• _Task description_
Pull out every line of the material that holds the string "white" and copy each one in full.

• _Pointing dataset records_
#####
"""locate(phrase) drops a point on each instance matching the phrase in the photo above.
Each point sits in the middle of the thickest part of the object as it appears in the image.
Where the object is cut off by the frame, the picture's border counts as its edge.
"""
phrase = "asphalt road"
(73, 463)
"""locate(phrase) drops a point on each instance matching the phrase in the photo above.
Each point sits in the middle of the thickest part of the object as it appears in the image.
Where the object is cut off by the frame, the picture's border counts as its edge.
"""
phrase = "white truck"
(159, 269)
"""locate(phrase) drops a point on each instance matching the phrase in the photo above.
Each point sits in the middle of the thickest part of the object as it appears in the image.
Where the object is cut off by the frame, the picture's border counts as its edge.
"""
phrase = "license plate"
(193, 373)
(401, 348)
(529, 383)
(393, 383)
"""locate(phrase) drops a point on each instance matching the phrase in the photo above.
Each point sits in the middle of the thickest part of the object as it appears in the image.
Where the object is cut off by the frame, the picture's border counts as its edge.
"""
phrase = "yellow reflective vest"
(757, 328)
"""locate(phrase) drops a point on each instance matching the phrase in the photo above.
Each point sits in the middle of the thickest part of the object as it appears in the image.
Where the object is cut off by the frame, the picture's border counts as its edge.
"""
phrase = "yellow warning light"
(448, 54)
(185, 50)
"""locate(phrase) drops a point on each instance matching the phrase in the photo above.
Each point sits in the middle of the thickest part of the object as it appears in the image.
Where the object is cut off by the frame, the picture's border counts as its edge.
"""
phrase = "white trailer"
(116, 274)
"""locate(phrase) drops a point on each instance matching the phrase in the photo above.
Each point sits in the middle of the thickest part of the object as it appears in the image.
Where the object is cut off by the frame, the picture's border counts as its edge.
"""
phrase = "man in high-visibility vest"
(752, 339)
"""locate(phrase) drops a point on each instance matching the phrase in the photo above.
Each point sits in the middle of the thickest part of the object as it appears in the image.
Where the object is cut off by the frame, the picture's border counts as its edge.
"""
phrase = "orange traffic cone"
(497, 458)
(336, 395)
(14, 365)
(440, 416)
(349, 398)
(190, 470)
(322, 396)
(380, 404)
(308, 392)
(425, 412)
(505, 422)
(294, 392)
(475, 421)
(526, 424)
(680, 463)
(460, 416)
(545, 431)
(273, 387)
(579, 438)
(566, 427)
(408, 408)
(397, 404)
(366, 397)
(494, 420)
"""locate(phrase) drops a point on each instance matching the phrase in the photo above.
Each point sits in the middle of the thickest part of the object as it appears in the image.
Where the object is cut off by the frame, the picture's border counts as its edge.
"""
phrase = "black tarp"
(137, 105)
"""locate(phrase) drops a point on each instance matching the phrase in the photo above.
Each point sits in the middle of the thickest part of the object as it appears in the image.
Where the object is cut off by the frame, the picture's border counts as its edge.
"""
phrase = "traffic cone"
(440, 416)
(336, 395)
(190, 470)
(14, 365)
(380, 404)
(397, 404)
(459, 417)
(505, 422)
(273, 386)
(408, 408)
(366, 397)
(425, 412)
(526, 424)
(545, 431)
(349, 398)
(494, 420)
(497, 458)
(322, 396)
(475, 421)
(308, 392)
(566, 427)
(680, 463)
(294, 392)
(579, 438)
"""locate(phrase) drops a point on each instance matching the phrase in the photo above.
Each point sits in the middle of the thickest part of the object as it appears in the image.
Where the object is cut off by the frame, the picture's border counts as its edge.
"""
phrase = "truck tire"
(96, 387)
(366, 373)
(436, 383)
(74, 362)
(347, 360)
#####
• _Written response_
phrase = "white truck"
phrase = "white trailer"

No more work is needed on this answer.